- [DATASET]:

** BEGIN **

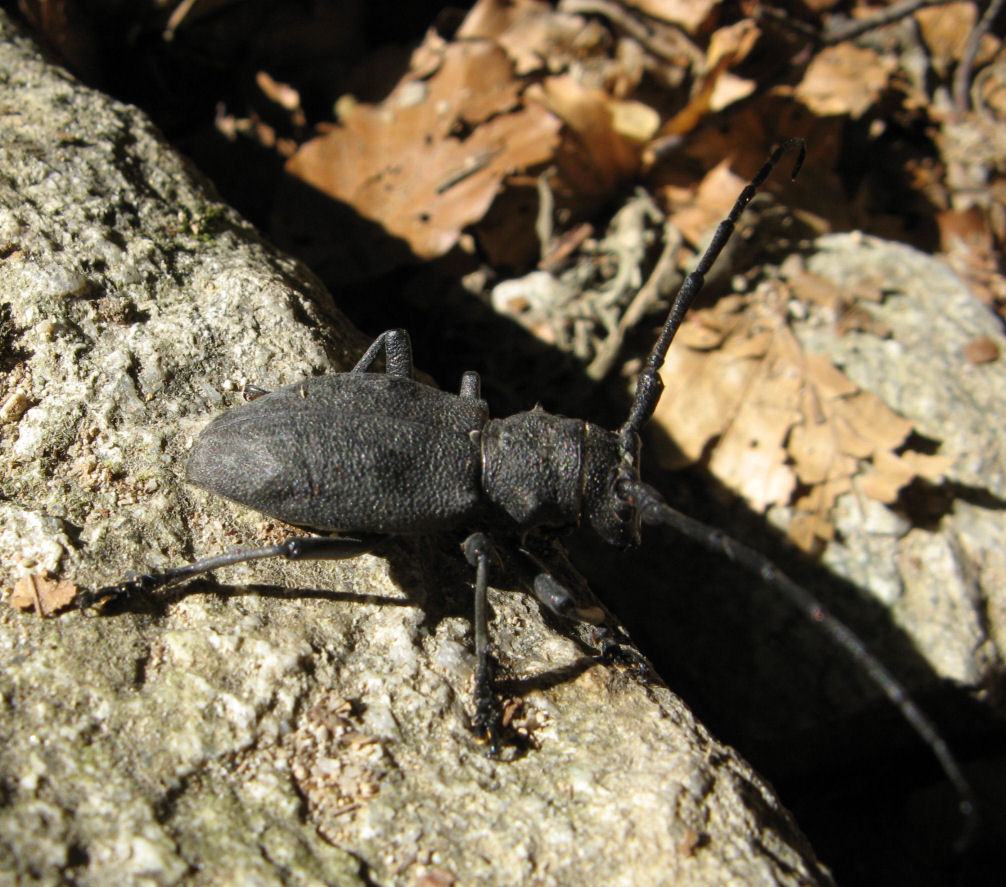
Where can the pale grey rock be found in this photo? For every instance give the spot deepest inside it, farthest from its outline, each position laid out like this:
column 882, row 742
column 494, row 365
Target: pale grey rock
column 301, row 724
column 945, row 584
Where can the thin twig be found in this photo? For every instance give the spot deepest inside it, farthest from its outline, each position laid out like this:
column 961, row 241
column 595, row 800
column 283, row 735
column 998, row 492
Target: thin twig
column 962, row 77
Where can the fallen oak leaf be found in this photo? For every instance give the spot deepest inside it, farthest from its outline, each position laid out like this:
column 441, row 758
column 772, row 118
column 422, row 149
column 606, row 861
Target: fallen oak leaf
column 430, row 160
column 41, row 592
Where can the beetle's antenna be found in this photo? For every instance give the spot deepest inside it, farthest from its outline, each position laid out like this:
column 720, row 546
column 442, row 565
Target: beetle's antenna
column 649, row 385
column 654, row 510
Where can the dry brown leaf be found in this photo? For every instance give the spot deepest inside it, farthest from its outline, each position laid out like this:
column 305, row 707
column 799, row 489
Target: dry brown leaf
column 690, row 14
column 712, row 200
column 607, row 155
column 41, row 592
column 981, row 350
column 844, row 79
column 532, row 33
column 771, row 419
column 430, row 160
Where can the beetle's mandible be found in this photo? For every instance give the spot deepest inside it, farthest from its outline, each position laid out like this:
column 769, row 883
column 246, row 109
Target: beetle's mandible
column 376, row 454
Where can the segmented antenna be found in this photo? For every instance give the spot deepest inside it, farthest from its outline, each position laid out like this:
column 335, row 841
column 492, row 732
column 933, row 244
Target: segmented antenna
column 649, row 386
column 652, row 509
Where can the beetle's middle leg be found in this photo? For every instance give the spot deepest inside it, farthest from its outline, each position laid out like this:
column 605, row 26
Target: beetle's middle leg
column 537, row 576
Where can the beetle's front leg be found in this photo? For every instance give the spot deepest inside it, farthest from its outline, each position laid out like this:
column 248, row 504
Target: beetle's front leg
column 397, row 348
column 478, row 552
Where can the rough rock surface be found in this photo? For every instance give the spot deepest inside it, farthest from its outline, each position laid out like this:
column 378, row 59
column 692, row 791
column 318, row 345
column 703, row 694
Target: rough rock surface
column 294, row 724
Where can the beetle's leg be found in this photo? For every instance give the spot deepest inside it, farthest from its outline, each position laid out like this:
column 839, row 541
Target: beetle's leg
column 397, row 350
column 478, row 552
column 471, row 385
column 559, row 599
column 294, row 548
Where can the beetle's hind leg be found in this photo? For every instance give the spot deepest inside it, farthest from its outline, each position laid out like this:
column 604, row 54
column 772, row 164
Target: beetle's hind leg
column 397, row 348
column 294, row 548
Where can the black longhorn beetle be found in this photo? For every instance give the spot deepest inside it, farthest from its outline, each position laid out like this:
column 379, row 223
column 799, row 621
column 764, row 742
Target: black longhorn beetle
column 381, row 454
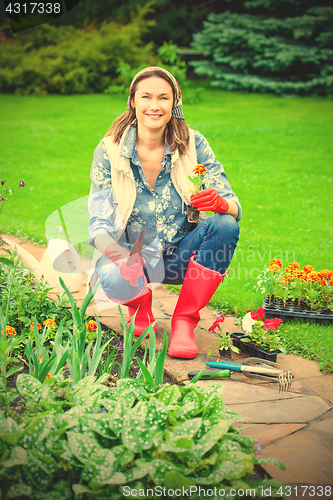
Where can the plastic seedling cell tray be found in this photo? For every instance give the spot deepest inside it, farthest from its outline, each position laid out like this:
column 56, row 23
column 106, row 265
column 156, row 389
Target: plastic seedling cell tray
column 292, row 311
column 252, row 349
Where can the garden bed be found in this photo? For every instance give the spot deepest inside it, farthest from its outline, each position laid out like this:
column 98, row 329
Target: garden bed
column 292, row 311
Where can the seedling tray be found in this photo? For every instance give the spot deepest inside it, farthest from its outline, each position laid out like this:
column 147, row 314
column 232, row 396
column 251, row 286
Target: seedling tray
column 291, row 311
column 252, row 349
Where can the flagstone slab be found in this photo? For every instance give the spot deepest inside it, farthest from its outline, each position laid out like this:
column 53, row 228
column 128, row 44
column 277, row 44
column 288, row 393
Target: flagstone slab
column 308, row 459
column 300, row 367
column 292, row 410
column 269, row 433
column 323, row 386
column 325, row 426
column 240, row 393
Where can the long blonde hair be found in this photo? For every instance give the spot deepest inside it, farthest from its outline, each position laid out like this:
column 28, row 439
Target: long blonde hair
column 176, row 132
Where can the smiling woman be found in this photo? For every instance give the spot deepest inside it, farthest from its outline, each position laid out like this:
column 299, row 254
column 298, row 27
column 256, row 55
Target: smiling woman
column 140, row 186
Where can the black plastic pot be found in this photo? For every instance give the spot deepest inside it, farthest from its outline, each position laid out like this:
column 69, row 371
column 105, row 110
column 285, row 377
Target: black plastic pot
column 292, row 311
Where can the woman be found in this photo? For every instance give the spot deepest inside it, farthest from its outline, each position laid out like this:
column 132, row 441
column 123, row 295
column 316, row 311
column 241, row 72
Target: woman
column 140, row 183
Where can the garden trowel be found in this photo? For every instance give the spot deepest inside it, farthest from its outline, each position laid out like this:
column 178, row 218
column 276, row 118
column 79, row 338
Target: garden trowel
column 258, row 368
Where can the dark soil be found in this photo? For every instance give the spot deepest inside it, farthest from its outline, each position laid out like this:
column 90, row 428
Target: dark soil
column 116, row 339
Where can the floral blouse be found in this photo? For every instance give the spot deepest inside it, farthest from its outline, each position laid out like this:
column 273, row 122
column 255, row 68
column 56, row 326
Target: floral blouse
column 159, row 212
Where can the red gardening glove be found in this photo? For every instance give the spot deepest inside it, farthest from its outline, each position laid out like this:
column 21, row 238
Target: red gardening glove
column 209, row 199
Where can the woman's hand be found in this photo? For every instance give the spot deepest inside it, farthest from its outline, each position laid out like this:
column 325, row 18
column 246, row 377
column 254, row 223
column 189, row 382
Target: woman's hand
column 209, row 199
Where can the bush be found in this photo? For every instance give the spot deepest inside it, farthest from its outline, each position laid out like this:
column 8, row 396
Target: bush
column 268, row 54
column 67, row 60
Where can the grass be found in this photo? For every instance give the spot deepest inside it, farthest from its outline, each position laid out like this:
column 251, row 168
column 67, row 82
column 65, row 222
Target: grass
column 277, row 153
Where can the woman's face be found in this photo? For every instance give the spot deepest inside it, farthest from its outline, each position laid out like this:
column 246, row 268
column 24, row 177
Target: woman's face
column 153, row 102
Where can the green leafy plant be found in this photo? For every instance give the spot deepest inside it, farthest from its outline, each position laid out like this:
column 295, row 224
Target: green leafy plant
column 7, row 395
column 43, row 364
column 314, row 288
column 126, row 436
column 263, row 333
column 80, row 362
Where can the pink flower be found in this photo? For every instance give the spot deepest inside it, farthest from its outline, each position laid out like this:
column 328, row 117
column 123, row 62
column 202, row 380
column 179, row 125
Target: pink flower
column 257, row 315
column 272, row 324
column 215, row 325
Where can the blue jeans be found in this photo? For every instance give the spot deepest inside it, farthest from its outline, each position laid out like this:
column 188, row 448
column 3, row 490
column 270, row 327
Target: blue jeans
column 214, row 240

** END **

- [WRITTEN INSTRUCTION]: Reproduce every item above word for word, leaving out the pictures.

- [FULL SOLUTION]:
Where can the pale grey rock be found in this photo? For every instance give the spot deepest inside it, farthest from its outline, each position laid out like this:
column 882, row 742
column 494, row 365
Target: pale grey rock
column 301, row 724
column 945, row 584
Where can the thin twig be found in this photo? For every instance give the spot deepest inside it, farthest from its outline, each position laid out like this:
column 961, row 241
column 595, row 800
column 283, row 735
column 998, row 492
Target: thin twig
column 962, row 77
Where can the fallen oak leaf be found in this photo? For every instance give the spot deepest inside it, farthest from its outline, each position laid out like this:
column 441, row 758
column 772, row 118
column 422, row 149
column 606, row 861
Target: fallen oak leaf
column 430, row 160
column 41, row 592
Where can the beetle's antenna be found in this photo? For every instance give the spot deepest inside it, farthest from its outline, each position laid out like this:
column 720, row 546
column 442, row 565
Target: beetle's antenna
column 649, row 385
column 654, row 510
Where can the dry brown leaf be found in this photo? For every instance give the spot deepest inside it, farthest from its outline, each position laid out like this:
column 305, row 707
column 799, row 489
Target: dry brown leaf
column 690, row 14
column 712, row 200
column 607, row 155
column 41, row 592
column 981, row 350
column 844, row 79
column 532, row 33
column 771, row 419
column 430, row 160
Where can the beetle's mandible be found in this photo? For every instance give the spot deepest inside it, farthest from its outline, each position laid out like this:
column 769, row 883
column 246, row 109
Target: beetle's mandible
column 376, row 454
Where can the segmented antenna be found in this photo? For every instance give the spot deepest inside it, farthest from its outline, each position laid out like this:
column 335, row 841
column 492, row 732
column 933, row 244
Target: segmented antenna
column 649, row 386
column 652, row 509
Where can the beetle's middle leg be found in this photo? For every instance give the spot deepest inside it, farthest from its outline, each position laid out like this:
column 605, row 26
Target: beetle's middle leg
column 537, row 576
Where can the beetle's front leg be found in this photo? For every instance give the spot deepest inside it, farthest from its outline, each position laid out like this:
column 248, row 504
Target: beetle's front leg
column 397, row 348
column 478, row 552
Where can the rough rock surface be found in this photo? For every instance give the spot deepest inside it, farthest from its outline, each position laid out like this:
column 378, row 59
column 692, row 791
column 318, row 345
column 703, row 694
Target: rough rock surface
column 294, row 724
Where can the beetle's leg be found in this photo? For every instance give the spot deepest inside it, farthest from its outline, each position laid out like this:
column 839, row 541
Target: beetle's leg
column 397, row 350
column 478, row 552
column 471, row 385
column 559, row 599
column 294, row 548
Where can the beetle's hind leg be found in this photo? For every instance give the spot deepest inside it, farthest from its outline, each position laid out like this:
column 604, row 54
column 772, row 164
Target: beetle's hind leg
column 397, row 348
column 294, row 548
Where can the black longhorn beetle be found in this photo? For every instance give the spot deepest inside it, farthest from its outline, each position laid out like this:
column 379, row 223
column 799, row 621
column 764, row 742
Target: black longhorn beetle
column 381, row 454
Where can the plastic seedling cell tray be found in this photo? For every instance give the spot deepest inside it, farthest from its outline, each position laid out like this:
column 56, row 23
column 106, row 265
column 156, row 389
Target: plastic seedling cell tray
column 292, row 311
column 252, row 349
Where can the garden bed be found in this photo? For every instance give the spot deepest inside it, farthest from its outline, each position laid out like this:
column 98, row 329
Target: garden bed
column 292, row 311
Where can the seedling tray be found in this photo? For every instance give the spot deepest inside it, farthest from its outline, each position laid out like this:
column 147, row 314
column 232, row 396
column 251, row 286
Target: seedling tray
column 291, row 311
column 252, row 349
Where can the flagstone slab be found in this photo? For every instance give the spot deepest inside it, farthest from its outline, each position laid out like this:
column 53, row 228
column 128, row 44
column 277, row 44
column 288, row 393
Target: flagstone slab
column 308, row 459
column 300, row 367
column 292, row 410
column 269, row 433
column 323, row 386
column 325, row 426
column 240, row 393
Where can the long blonde hair be found in this photo? For every instance give the spot deepest inside it, farthest from its outline, each position laid out like this:
column 28, row 439
Target: long blonde hair
column 176, row 132
Where can the smiling woman be found in this photo? For every instance give the spot deepest inside it, farthest from its outline, each position laid out like this:
column 299, row 254
column 298, row 27
column 256, row 55
Target: smiling woman
column 140, row 186
Where can the black plastic pot be found in this photo? For every instance give the spot deepest inside it, farthest from its outline, each position laid out like this:
column 69, row 371
column 105, row 110
column 285, row 377
Target: black plastic pot
column 292, row 311
Where can the woman be found in this photo? For every instance give the spot deepest inside it, farthest from its outline, each position laid out like this:
column 132, row 441
column 123, row 295
column 316, row 311
column 241, row 72
Target: woman
column 140, row 183
Where can the garden trowel be found in this photo? For every instance give the spot deepest inside it, farthest from its outline, each position laid out like this:
column 178, row 218
column 276, row 118
column 79, row 338
Target: garden trowel
column 258, row 368
Where can the dark soil be found in this photo? For every instance give the spot deepest inside it, farthest from its outline, each position laid out like this:
column 90, row 428
Target: dark soil
column 116, row 339
Where can the floral blouse be found in this photo? For every instance give the spot deepest inside it, farthest from its outline, each position laid out like this:
column 273, row 122
column 255, row 68
column 56, row 326
Target: floral blouse
column 159, row 212
Where can the red gardening glove be found in this photo? For every instance give the spot deepest inside it, farthest from its outline, each position laid out like this:
column 21, row 238
Target: red gardening glove
column 209, row 199
Where can the woman's hand be found in this photo? For every instance give the spot deepest inside it, farthest from its outline, each position laid out like this:
column 325, row 18
column 246, row 377
column 254, row 223
column 189, row 382
Target: woman's hand
column 209, row 199
Where can the bush be found in this photo? For every instance give the spot deepest inside it, farthest from its outline, each position laid out like this:
column 8, row 396
Target: bush
column 268, row 54
column 67, row 60
Where can the grass be found in this photo? For every instance give the spot deepest inside it, farthest from its outline, each position laid out like this:
column 251, row 168
column 67, row 82
column 65, row 222
Target: grass
column 277, row 153
Where can the woman's face be found in this photo? For every instance give the spot deepest inside it, farthest from its outline, each position laid out like this:
column 246, row 268
column 24, row 177
Target: woman's face
column 153, row 102
Where can the green leafy plant be found in this photo? For every instance give the spot deepest inside it, farthest from its outline, each position laid out like this:
column 295, row 224
Target: green leafy plant
column 7, row 395
column 43, row 364
column 314, row 288
column 126, row 436
column 263, row 333
column 80, row 362
Where can the pink flower be found in this photo? For every instance give the spot deepest inside it, farthest from its outline, each position laid out like this:
column 328, row 117
column 123, row 62
column 202, row 380
column 179, row 125
Target: pink flower
column 257, row 315
column 272, row 324
column 215, row 325
Where can the blue jeans be found in this photo? For every instance give the spot deepest inside it, farthest from its outline, each position laid out like this:
column 188, row 448
column 3, row 490
column 270, row 327
Target: blue jeans
column 214, row 240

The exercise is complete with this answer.